**TO BE DONE**
1. In the passage on Railway, what benefit is given for using Railway to spin up an internal app, and what makes that benefit possible?
2. Translate this sentence from the passage on Railway into Spanish: "One use case would be providing a place to deploy an internal app, service or website that might require backend infrastructure."
3. From the passage on Railway, quote the stretch from "Banys demoed spinning" through "from the site.".

**EXTRACT TO READ**
--------------------
Banys demoed spinning up a Postgres database at the click of a button — it took less than 10 seconds to deploy, as promised. Banys said other services devs can spin up include a messaging queue, Redis for cache, databases such as MongoDB or MySQL, or any other backend service that frontend devs might need. There are also templates available, for example, to spin up a Django app or Flask, which is a Python module that lets coders develop web applications easily. He added that developers can bring their own Docker container or deploy one from the site.

“This is something that in the infrastructure world can be much more complicated, having to provision resources, permissions, all the sorts of hoops that you have to jump through to do something like this on a big cloud service,” he said. “We try to make it really fast and easy.”

One use case would be providing a place to deploy an internal app, service or website that might require backend infrastructure.

“We would use Railway just to spin it up on infrastructure that automatically scales so the benefit is that you don’t have to provision infrastructure,” he said.

CLI Rewritten in Rust

Railway recently attracted attention from the Rust community after announcing in March that it had rewritten its Go-based command line interface “from the ground up” in Rust. Support Engineer Adarsh Krishna explained that rehabilitating the Go CLI introduced a number of challenges, including two interesting quirks:

  1. In Go, “GraphQL types are separate from queries/mutations,” he wrote. That creates issues when the developer forgets to update the types. “Because we were undergoing a major API overhaul, we wanted to make sure that we would keep type safety moving forward,” he wrote.
--------------------
**INFORMATION SUPPLIED**
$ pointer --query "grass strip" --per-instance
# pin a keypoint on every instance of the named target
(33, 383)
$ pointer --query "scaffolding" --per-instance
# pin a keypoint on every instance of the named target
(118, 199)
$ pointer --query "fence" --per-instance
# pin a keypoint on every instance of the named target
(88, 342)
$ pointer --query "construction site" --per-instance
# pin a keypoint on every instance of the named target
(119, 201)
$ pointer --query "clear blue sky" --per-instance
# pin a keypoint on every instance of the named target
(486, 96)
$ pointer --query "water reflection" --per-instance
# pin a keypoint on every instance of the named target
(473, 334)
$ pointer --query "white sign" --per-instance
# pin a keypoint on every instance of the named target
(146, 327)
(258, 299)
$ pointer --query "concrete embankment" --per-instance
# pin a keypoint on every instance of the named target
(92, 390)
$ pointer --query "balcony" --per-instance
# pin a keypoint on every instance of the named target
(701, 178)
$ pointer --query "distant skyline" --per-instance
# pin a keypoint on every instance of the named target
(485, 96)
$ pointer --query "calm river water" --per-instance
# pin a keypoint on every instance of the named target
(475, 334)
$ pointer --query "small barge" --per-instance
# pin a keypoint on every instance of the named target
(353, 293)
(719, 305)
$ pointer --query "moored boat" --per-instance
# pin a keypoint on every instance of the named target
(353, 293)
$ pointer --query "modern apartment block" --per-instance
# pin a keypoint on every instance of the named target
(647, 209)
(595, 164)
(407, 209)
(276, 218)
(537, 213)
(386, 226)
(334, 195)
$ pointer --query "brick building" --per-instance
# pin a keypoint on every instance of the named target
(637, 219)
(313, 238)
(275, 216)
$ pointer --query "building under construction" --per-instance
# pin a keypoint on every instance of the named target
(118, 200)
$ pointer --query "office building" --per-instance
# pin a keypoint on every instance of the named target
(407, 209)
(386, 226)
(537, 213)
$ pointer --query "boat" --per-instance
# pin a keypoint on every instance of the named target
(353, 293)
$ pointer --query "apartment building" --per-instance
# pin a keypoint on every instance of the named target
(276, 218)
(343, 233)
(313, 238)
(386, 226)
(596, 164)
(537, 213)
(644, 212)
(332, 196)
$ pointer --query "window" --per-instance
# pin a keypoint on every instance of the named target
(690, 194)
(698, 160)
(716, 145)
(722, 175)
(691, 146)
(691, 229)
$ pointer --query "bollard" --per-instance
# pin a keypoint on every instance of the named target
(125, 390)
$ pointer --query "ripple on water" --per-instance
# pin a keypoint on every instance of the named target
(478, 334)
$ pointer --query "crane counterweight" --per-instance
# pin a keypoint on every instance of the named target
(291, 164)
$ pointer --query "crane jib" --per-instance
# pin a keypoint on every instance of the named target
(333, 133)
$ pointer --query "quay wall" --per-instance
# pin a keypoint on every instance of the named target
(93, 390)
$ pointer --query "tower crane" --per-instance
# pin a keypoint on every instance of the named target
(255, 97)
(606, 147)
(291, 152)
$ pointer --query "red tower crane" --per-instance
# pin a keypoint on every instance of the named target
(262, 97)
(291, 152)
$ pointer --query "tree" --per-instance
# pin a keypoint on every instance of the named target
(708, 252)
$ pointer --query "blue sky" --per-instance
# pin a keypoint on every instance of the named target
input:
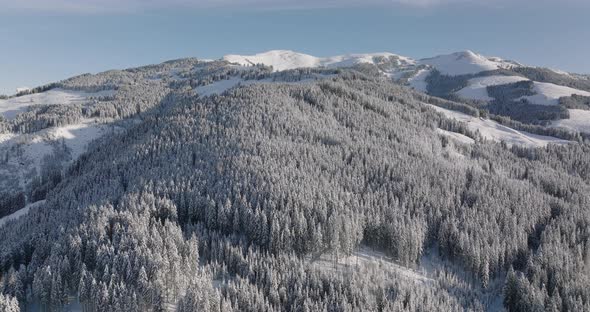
(43, 40)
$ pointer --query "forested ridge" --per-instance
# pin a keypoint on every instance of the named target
(222, 203)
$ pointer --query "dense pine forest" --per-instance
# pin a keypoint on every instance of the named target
(303, 190)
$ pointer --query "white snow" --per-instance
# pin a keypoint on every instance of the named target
(477, 88)
(579, 121)
(9, 108)
(221, 86)
(456, 136)
(285, 59)
(463, 63)
(549, 94)
(218, 87)
(366, 257)
(35, 146)
(418, 81)
(19, 213)
(494, 131)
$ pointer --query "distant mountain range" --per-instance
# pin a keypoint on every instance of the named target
(286, 182)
--------------------
**ANSWERS TO THE EXERCISE**
1. You don't have to provision infrastructure yourself. Railway spins the app up on infrastructure that scales automatically.

2. Un caso de uso sería ofrecer un lugar para desplegar una aplicación, un servicio o un sitio web internos que podrían requerir infraestructura de backend.

3.
Banys demoed spinning up a Postgres database at the click of a button — it took less than 10 seconds to deploy, as promised. Banys said other services devs can spin up include a messaging queue, Redis for cache, databases such as MongoDB or MySQL, or any other backend service that frontend devs might need. There are also templates available, for example, to spin up a Django app or Flask, which is a Python module that lets coders develop web applications easily. He added that developers can bring their own Docker container or deploy one from the site.